> Task statement
Identify every line in the items below that contains the word "pendant" and copy each of those lines in full. Case counts.

##### Task data

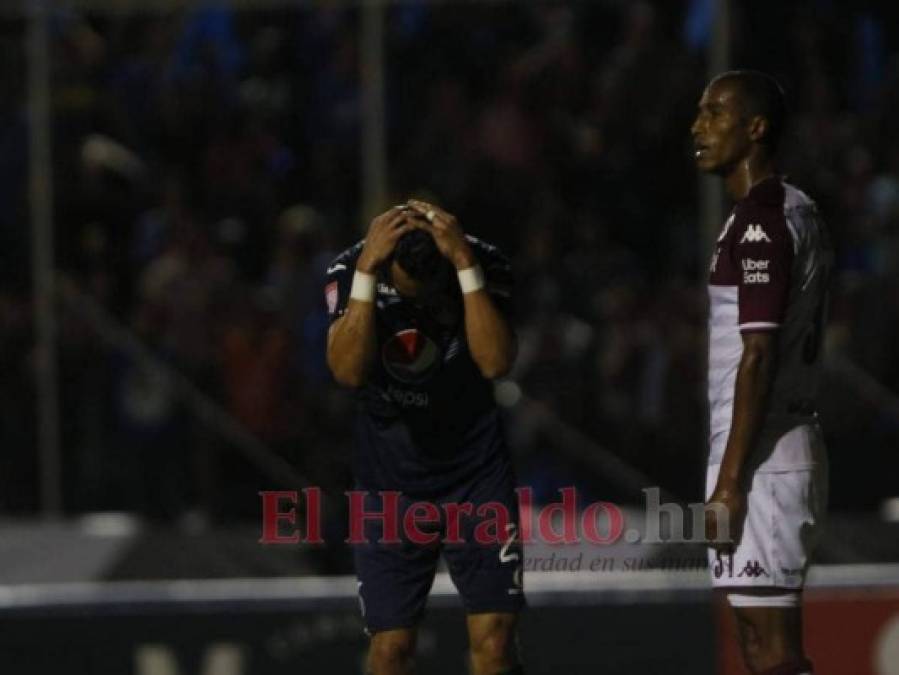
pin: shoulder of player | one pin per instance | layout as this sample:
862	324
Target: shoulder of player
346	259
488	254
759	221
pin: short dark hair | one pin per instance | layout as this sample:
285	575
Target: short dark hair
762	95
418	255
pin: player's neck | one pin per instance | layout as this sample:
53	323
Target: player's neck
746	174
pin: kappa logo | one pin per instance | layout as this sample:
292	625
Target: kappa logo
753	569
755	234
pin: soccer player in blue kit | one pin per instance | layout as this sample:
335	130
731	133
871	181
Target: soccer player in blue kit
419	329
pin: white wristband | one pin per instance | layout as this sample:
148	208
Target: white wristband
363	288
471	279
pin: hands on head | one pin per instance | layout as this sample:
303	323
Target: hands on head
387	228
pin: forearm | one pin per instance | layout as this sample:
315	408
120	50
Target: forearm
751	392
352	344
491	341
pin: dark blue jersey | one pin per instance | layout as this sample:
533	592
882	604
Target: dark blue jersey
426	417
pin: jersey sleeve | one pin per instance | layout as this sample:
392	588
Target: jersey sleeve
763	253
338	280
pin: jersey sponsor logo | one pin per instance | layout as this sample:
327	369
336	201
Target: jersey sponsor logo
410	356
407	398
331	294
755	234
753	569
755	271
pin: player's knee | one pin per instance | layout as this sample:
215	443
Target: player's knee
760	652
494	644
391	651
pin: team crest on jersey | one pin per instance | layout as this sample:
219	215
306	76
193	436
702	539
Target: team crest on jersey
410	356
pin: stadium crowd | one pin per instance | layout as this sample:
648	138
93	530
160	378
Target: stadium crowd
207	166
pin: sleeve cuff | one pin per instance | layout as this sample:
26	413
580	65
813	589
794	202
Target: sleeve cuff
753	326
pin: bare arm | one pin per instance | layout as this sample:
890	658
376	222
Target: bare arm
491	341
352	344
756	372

##########
##### Task data

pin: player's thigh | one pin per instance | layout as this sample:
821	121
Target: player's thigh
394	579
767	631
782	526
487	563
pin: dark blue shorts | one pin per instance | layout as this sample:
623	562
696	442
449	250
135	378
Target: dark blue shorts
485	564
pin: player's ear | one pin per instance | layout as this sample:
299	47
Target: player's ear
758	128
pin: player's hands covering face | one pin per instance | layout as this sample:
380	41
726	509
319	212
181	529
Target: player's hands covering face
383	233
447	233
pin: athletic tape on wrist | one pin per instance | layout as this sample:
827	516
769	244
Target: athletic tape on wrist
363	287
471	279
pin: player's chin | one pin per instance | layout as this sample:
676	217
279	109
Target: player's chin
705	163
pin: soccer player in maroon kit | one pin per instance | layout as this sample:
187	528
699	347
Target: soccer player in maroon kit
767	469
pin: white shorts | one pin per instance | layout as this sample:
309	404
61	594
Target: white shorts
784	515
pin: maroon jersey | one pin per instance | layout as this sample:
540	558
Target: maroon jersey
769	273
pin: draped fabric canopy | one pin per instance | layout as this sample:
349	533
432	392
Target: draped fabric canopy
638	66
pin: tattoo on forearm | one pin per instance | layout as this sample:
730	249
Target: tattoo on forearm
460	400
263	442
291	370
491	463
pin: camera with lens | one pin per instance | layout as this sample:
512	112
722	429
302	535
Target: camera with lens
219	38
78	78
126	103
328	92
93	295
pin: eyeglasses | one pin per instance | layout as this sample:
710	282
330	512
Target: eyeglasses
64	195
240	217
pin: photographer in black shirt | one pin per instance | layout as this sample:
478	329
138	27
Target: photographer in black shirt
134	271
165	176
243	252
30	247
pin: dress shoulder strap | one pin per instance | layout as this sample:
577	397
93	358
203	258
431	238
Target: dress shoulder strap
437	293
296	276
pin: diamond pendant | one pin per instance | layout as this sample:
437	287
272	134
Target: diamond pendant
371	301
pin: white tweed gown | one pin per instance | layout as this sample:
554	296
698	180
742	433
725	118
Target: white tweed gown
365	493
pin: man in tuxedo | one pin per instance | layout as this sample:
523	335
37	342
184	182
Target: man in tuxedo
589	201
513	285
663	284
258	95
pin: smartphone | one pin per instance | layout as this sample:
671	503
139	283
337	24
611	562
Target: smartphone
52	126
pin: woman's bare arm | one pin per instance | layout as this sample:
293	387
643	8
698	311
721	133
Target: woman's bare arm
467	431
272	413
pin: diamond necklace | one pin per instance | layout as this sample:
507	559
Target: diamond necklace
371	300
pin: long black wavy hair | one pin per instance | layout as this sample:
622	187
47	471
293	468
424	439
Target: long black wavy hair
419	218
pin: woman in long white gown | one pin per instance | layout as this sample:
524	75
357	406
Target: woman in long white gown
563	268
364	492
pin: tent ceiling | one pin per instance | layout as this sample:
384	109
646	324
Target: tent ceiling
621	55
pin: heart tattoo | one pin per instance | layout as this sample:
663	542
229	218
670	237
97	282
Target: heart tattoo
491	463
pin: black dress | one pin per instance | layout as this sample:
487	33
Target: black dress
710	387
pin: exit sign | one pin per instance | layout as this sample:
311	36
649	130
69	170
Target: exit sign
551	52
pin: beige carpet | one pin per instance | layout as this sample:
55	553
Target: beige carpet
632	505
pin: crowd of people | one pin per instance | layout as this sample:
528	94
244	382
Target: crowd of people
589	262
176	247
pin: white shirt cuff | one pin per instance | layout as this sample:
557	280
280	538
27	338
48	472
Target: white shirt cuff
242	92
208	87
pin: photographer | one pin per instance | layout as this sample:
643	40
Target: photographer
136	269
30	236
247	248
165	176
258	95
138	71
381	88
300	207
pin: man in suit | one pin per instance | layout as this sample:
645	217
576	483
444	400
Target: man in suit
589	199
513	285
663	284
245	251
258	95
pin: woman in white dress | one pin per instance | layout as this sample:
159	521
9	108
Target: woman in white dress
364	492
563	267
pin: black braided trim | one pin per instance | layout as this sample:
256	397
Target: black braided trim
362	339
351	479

##########

> Written response
pin: diamond pendant | one pin per instance | layout as this sample:
Target: diamond pendant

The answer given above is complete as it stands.